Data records

———

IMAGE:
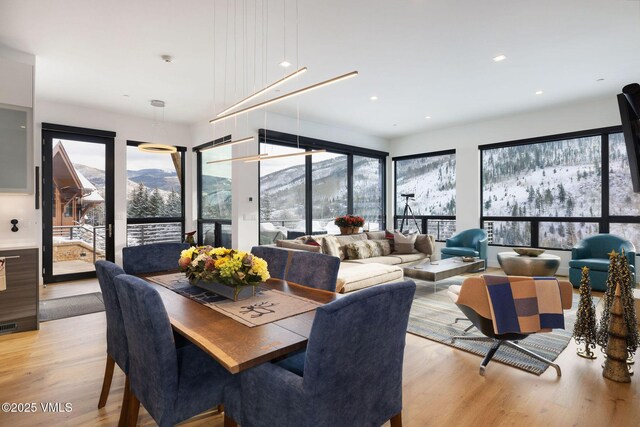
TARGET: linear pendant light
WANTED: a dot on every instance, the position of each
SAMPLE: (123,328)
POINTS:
(233,159)
(286,96)
(261,91)
(280,156)
(229,143)
(149,147)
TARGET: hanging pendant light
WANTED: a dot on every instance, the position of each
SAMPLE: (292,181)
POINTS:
(280,156)
(152,147)
(286,96)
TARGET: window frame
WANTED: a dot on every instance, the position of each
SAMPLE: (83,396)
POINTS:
(308,144)
(163,220)
(200,221)
(603,220)
(423,219)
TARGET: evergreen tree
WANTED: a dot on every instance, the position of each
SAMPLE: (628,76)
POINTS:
(173,205)
(155,205)
(137,206)
(584,330)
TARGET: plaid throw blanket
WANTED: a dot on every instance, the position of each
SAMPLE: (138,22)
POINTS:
(524,306)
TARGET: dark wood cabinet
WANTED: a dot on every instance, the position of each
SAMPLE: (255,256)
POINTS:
(19,302)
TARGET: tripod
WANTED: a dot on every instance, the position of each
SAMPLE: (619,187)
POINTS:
(407,211)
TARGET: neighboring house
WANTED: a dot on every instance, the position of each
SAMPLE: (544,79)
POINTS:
(74,195)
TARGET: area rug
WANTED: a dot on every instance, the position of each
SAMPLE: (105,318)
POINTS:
(433,317)
(77,305)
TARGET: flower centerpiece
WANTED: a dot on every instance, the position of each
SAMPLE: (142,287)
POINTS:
(349,224)
(231,273)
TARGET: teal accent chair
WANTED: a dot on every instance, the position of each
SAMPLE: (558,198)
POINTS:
(472,242)
(593,252)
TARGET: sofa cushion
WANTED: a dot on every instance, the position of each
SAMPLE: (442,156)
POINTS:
(332,247)
(384,245)
(597,264)
(404,244)
(405,258)
(358,276)
(387,260)
(298,245)
(358,250)
(424,244)
(454,251)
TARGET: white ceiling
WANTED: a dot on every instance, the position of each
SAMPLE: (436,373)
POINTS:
(420,57)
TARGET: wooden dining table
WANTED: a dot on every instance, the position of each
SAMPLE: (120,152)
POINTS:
(234,345)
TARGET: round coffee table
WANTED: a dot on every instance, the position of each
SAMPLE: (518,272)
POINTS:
(522,265)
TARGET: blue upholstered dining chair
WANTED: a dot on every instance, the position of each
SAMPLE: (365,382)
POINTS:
(349,376)
(172,384)
(593,252)
(152,258)
(117,351)
(472,242)
(314,270)
(276,259)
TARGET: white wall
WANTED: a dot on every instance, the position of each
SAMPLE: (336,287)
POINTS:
(245,175)
(126,128)
(590,114)
(16,88)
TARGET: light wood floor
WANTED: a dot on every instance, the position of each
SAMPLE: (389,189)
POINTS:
(64,362)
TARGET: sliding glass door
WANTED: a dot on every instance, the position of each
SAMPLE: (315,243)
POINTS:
(77,202)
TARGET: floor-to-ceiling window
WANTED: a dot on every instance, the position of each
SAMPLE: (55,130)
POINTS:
(155,201)
(214,194)
(304,194)
(425,193)
(551,192)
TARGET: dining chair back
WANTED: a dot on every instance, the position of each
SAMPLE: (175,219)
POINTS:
(172,384)
(117,351)
(276,259)
(314,270)
(361,362)
(152,258)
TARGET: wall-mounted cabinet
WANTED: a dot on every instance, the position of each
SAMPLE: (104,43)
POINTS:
(16,157)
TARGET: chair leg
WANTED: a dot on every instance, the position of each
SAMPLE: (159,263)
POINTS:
(483,366)
(229,422)
(396,420)
(535,356)
(125,403)
(133,407)
(106,382)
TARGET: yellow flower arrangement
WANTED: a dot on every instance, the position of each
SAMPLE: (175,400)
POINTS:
(227,266)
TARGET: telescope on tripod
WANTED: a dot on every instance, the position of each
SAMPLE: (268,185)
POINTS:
(407,211)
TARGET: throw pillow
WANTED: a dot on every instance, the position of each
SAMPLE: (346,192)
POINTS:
(373,248)
(384,246)
(315,241)
(358,250)
(404,244)
(424,244)
(332,247)
(375,235)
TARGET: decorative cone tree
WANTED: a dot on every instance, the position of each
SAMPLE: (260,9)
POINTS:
(602,334)
(584,330)
(615,366)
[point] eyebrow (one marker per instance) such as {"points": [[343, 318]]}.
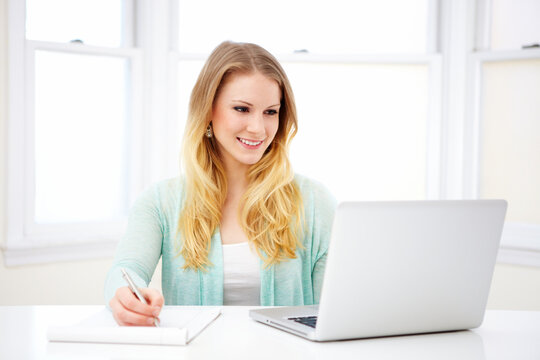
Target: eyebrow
{"points": [[245, 102]]}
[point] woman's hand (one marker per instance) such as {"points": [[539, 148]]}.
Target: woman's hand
{"points": [[130, 311]]}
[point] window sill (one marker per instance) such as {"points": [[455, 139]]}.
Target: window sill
{"points": [[26, 255]]}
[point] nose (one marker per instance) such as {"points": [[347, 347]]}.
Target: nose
{"points": [[256, 125]]}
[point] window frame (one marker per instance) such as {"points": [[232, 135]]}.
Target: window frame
{"points": [[26, 241], [520, 243], [458, 32]]}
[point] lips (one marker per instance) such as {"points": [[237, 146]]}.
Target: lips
{"points": [[250, 143]]}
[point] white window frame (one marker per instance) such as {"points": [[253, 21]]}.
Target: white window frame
{"points": [[27, 242], [453, 128], [432, 59], [520, 243]]}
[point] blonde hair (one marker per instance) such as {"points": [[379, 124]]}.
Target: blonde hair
{"points": [[271, 210]]}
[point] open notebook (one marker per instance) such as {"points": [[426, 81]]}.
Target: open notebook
{"points": [[179, 325]]}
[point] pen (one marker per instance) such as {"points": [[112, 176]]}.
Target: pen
{"points": [[136, 291]]}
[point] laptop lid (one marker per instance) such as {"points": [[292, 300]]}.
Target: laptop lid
{"points": [[409, 267]]}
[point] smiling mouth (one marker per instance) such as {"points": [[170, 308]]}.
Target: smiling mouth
{"points": [[250, 142]]}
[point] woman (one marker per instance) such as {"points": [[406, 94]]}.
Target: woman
{"points": [[239, 228]]}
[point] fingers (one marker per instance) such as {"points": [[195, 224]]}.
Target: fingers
{"points": [[155, 300], [128, 310]]}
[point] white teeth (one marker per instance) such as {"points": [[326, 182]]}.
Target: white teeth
{"points": [[252, 143]]}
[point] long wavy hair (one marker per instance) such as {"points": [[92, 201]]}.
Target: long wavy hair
{"points": [[271, 211]]}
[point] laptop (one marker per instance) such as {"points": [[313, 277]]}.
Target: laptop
{"points": [[397, 268]]}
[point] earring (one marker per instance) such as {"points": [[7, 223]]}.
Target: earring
{"points": [[209, 132]]}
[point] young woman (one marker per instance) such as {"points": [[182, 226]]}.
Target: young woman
{"points": [[239, 227]]}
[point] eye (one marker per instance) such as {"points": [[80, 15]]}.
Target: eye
{"points": [[241, 109]]}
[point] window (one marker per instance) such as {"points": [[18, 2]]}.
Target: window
{"points": [[364, 127], [409, 106], [74, 158], [504, 122]]}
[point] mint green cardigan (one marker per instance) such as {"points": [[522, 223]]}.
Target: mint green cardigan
{"points": [[151, 234]]}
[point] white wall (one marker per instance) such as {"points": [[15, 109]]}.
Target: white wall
{"points": [[81, 282]]}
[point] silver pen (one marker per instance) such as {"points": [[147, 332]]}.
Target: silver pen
{"points": [[136, 291]]}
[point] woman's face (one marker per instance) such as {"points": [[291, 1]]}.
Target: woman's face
{"points": [[245, 118]]}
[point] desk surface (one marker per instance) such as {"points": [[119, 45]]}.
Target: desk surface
{"points": [[503, 335]]}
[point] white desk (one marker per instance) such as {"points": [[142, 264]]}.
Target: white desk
{"points": [[504, 335]]}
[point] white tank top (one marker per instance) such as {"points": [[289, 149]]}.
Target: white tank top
{"points": [[241, 275]]}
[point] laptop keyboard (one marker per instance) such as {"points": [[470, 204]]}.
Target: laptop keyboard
{"points": [[306, 320]]}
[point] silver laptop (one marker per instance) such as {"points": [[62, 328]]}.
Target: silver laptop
{"points": [[404, 267]]}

———

-- Exercise directions --
Give exactly the lines above that run from the line with "SAMPLE: (365,382)" to the line with "[point] window frame", both included, leaving every picture out.

-- Result of this task --
SAMPLE: (365,382)
POINTS:
(349,376)
(172,384)
(593,252)
(152,258)
(117,351)
(472,242)
(314,270)
(276,259)
TARGET: white wall
WANTED: a dot on every instance, the position of each
SAMPLE: (336,287)
POINTS:
(245,175)
(126,128)
(590,114)
(16,88)
TARGET: light wood floor
WANTED: a dot on every instance, the position of each
SAMPLE: (389,189)
POINTS:
(64,362)
TARGET: sliding glass door
WANTED: a dot on every instance, the position of each
SAMPLE: (315,243)
POINTS:
(77,202)
TARGET: floor-to-ceiling window
WANTED: a dot on every instance, the position of each
SAMPLE: (55,130)
POINTS:
(155,201)
(214,194)
(304,194)
(425,193)
(551,192)
TARGET: dining chair back
WANTED: a dot on every instance, the position of each
SAMPLE: (175,219)
POINTS:
(172,384)
(117,351)
(276,259)
(314,270)
(361,362)
(152,258)
TARGET: wall-mounted cabinet
WANTED: a dot on every instance, the position of each
SAMPLE: (104,43)
POINTS:
(16,157)
TARGET: chair leg
WANTED: a dot on every instance, the position of each
SAMPLE: (159,263)
POINTS:
(483,366)
(229,422)
(396,420)
(535,356)
(125,403)
(133,407)
(106,382)
TARGET: yellow flower arrangement
WANTED: a dot on every instance, the position of each
SAMPLE: (175,400)
POINTS:
(227,266)
TARGET: telescope on tripod
WANTED: a dot on every instance, the position of each
SAMPLE: (268,185)
POINTS:
(407,211)
TARGET: throw pillow
WANTED: a dot on every instance, the position of each
SAMPLE: (346,192)
POINTS:
(373,248)
(384,246)
(315,241)
(358,250)
(404,244)
(424,244)
(332,247)
(375,235)
TARGET: decorative cone tree
WANTED: a dot on every instance, the position of each
SAMPLE: (260,9)
POINTS:
(602,334)
(584,330)
(615,366)
[point] eyebrow (one marker per instance) such as {"points": [[343, 318]]}.
Target: eyebrow
{"points": [[245, 102]]}
[point] woman's hand (one marker per instance) such as {"points": [[539, 148]]}.
Target: woman's hand
{"points": [[130, 311]]}
[point] window sill (one marker per instance) such as {"points": [[455, 139]]}.
Target: window sill
{"points": [[26, 255]]}
[point] nose (one marker per instance) such as {"points": [[347, 347]]}.
Target: nose
{"points": [[256, 125]]}
[point] window frame (one marker per instance) such as {"points": [[232, 135]]}.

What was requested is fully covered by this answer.